(The data)
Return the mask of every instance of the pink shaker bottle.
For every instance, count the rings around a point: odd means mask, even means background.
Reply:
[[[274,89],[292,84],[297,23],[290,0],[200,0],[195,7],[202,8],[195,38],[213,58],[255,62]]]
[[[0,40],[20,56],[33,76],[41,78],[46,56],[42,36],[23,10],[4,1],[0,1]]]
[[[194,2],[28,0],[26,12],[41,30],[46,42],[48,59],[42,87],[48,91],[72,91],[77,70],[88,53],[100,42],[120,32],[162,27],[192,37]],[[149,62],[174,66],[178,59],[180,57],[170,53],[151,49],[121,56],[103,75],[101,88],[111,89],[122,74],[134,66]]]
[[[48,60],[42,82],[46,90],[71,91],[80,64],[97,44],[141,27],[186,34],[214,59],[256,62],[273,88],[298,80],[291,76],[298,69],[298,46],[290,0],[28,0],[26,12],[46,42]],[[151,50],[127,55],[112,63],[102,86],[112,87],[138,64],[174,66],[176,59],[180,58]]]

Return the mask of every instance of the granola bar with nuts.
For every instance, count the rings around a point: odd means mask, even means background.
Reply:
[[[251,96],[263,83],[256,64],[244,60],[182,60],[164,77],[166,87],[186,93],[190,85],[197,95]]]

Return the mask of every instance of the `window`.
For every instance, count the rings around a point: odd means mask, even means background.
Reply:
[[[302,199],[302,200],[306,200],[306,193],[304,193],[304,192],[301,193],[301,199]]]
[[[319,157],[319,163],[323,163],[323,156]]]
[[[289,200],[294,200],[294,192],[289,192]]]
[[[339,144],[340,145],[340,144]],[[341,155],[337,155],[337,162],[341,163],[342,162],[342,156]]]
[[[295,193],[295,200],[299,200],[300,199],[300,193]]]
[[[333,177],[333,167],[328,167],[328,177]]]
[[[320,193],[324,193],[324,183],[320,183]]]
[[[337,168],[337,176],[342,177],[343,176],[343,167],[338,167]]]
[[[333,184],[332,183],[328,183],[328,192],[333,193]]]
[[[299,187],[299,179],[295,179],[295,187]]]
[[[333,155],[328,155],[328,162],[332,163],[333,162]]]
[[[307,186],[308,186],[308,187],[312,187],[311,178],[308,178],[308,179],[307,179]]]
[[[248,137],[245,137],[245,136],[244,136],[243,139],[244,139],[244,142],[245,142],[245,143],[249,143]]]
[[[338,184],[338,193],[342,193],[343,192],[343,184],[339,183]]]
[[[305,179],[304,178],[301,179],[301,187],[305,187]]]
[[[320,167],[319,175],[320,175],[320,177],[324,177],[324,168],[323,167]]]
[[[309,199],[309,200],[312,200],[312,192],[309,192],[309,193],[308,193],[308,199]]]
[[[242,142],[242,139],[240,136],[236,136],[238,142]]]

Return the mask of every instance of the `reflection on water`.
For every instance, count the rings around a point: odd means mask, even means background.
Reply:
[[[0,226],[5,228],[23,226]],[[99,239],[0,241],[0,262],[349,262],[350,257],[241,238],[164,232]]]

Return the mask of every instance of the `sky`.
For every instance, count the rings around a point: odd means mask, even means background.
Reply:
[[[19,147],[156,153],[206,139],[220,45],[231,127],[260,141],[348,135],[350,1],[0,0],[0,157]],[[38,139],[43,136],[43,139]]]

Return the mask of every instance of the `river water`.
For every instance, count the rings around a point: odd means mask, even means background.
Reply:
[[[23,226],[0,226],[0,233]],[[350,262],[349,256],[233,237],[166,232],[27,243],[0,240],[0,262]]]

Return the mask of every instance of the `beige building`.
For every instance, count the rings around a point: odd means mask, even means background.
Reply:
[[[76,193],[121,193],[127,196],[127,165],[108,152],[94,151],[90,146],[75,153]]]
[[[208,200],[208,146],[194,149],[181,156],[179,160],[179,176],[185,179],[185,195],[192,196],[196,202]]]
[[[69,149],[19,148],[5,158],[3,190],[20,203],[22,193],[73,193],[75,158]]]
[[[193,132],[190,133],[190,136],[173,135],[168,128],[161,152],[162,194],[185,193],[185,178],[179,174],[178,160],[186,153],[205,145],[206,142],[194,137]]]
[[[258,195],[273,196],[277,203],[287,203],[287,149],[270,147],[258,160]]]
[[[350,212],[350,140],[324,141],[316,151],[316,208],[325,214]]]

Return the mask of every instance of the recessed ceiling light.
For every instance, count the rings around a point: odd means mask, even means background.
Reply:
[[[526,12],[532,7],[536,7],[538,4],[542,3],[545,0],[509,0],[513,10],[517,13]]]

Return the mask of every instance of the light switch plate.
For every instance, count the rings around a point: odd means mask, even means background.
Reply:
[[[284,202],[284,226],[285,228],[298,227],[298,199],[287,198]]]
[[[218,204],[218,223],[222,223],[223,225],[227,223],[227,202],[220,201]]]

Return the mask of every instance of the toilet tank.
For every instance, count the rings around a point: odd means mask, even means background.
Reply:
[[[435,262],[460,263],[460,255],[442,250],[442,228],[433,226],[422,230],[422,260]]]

(Problem)
Each record must be reproduced exactly. Keep every one.

(Result of the exercise)
Return the mask of every instance of the pink shaker bottle.
For every instance, count the rings around a point: odd means mask, even means background.
Reply:
[[[274,89],[292,84],[297,23],[290,0],[200,0],[195,7],[202,8],[195,38],[213,58],[255,62]]]
[[[0,40],[20,56],[33,76],[41,78],[46,56],[42,36],[23,10],[4,1],[0,1]]]
[[[194,2],[28,0],[26,12],[41,30],[46,42],[48,59],[42,87],[48,91],[72,91],[77,70],[88,53],[100,42],[120,32],[162,27],[192,37]],[[149,62],[174,66],[178,59],[180,57],[170,53],[151,49],[121,56],[103,75],[101,88],[111,89],[122,74],[134,66]]]
[[[48,60],[42,82],[46,90],[71,91],[80,64],[97,44],[141,27],[186,34],[214,59],[256,62],[273,88],[298,80],[291,76],[298,69],[298,46],[290,0],[28,0],[26,12],[46,42]],[[151,50],[127,55],[112,63],[102,86],[112,87],[138,64],[174,66],[176,59],[180,58]]]

Return the mask of every instance of the granola bar with nuts.
For every instance, count the rings around a point: odd means mask, even means background.
Reply:
[[[251,96],[263,83],[256,64],[244,60],[182,60],[164,77],[166,87],[186,93],[190,85],[197,95]]]

Return the mask of every instance of the `window`.
For every instance, count the rings around a point: odd means mask, even means background.
Reply:
[[[302,199],[302,200],[306,200],[306,193],[304,193],[304,192],[301,193],[301,199]]]
[[[319,157],[319,163],[323,163],[323,156]]]
[[[289,200],[294,200],[294,192],[289,192]]]
[[[339,144],[340,145],[340,144]],[[341,155],[337,155],[337,162],[341,163],[342,162],[342,156]]]
[[[295,193],[295,200],[299,200],[300,199],[300,193]]]
[[[333,177],[333,167],[328,167],[328,177]]]
[[[320,193],[324,193],[324,183],[320,183]]]
[[[337,168],[337,176],[342,177],[343,176],[343,167],[338,167]]]
[[[333,184],[332,183],[328,183],[328,192],[333,193]]]
[[[299,187],[299,179],[295,179],[295,187]]]
[[[333,155],[328,155],[328,162],[332,163],[333,162]]]
[[[307,186],[308,186],[308,187],[312,187],[311,178],[308,178],[308,179],[307,179]]]
[[[248,137],[245,137],[245,136],[244,136],[243,139],[244,139],[244,142],[245,142],[245,143],[249,143]]]
[[[338,184],[338,193],[342,193],[343,192],[343,184],[339,183]]]
[[[305,179],[304,178],[301,179],[301,187],[305,187]]]
[[[320,167],[319,175],[320,175],[320,177],[324,177],[324,168],[323,167]]]
[[[309,199],[309,200],[312,200],[312,192],[309,192],[309,193],[308,193],[308,199]]]
[[[242,142],[242,139],[240,136],[236,136],[238,142]]]

Return the mask of every instance of the `reflection on water`.
For every instance, count the rings around a point: odd means mask, even means background.
Reply:
[[[0,226],[5,228],[23,226]],[[99,239],[0,241],[0,262],[349,262],[350,257],[241,238],[164,232]]]

Return the mask of every instance of the `sky`.
For every instance, count the rings around a point: odd means mask, even means background.
Reply:
[[[19,147],[156,153],[206,139],[220,45],[231,127],[260,141],[348,135],[350,1],[0,0],[0,157]],[[38,139],[43,136],[43,139]]]

Return the mask of every instance of the `river water`.
For every instance, count the rings around a point: odd means mask, even means background.
Reply:
[[[23,226],[0,226],[0,233]],[[350,262],[349,256],[233,237],[166,232],[27,243],[0,240],[0,262]]]

Return the mask of every instance of the `beige building`.
For every instance, count the rings around a point: odd means mask, even means background.
Reply:
[[[76,193],[121,193],[127,196],[127,165],[108,152],[94,151],[90,146],[75,153]]]
[[[208,200],[208,146],[194,149],[181,156],[179,160],[179,176],[185,179],[185,195],[192,196],[196,202]]]
[[[69,149],[19,148],[5,158],[3,190],[20,203],[22,193],[73,193],[75,158]]]
[[[193,132],[190,133],[190,136],[173,135],[168,128],[161,152],[162,194],[185,193],[185,178],[179,174],[178,160],[186,153],[205,145],[206,142],[194,137]]]
[[[258,195],[273,196],[277,203],[287,203],[287,149],[270,147],[258,160]]]
[[[350,212],[350,140],[324,141],[316,151],[316,208],[325,214]]]

Return the mask of every instance of the recessed ceiling light.
For every instance, count the rings around a point: odd means mask, even means background.
Reply:
[[[526,12],[532,7],[536,7],[538,4],[542,3],[545,0],[509,0],[513,10],[517,13]]]

Return the mask of every instance of the light switch plate.
For every instance, count the rings around a point: odd means mask, even means background.
Reply:
[[[284,202],[284,226],[285,228],[298,227],[298,199],[287,198]]]
[[[218,204],[218,223],[222,223],[223,225],[227,223],[227,202],[220,201]]]

Return the mask of every instance of the toilet tank.
For every instance, count the rings around a point: odd means mask, even means background.
Reply:
[[[435,262],[460,263],[460,255],[442,250],[442,228],[433,226],[422,230],[422,260]]]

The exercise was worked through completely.